_Dataset records_
►

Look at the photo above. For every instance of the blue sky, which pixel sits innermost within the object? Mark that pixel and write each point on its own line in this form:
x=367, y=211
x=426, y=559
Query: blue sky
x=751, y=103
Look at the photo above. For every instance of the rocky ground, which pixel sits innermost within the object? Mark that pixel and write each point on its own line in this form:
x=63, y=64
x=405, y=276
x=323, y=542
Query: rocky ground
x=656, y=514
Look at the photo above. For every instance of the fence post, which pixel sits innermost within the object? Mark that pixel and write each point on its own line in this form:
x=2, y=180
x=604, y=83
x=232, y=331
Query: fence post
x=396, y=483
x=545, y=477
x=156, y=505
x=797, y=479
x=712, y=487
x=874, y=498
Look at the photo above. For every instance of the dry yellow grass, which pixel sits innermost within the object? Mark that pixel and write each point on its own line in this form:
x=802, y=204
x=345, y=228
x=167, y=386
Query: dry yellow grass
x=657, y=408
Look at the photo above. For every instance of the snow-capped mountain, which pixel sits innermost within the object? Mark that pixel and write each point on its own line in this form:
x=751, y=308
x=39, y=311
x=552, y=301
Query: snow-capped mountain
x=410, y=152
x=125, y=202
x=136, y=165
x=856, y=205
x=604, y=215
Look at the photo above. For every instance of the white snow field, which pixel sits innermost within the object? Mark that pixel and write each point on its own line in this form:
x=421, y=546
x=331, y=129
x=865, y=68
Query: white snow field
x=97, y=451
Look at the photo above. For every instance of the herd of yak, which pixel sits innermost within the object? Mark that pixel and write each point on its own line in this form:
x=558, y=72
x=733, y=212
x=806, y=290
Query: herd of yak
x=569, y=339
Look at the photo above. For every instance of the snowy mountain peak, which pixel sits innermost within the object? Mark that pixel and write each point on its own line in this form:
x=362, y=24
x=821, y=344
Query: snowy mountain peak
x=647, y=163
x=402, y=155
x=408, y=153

◄

_WHAT YOU ARE ASKED TO DO_
Rewrite the data starting with the line that contains "Look at the photo above. For every instance of the dry" and going on through the line that contains "x=604, y=215", changing every "dry yellow grass" to "withered brown grass" and leaving everything else as it is.

_OUTPUT OF THE EXERCISE_
Look at the photo above. For every instance of the withered brown grass, which pixel sits innermost within the object? Mark that pixel and write each point on its own line in this form:
x=802, y=204
x=345, y=228
x=167, y=386
Query: withered brown grass
x=657, y=408
Look at the photo above. For every instance of the snow-capped mountain, which pixel sits innermost within the object? Mark that pixel and write each point on its own line in this form:
x=751, y=308
x=39, y=311
x=552, y=301
Query: snow-capped mountain
x=410, y=152
x=125, y=202
x=136, y=165
x=856, y=205
x=604, y=215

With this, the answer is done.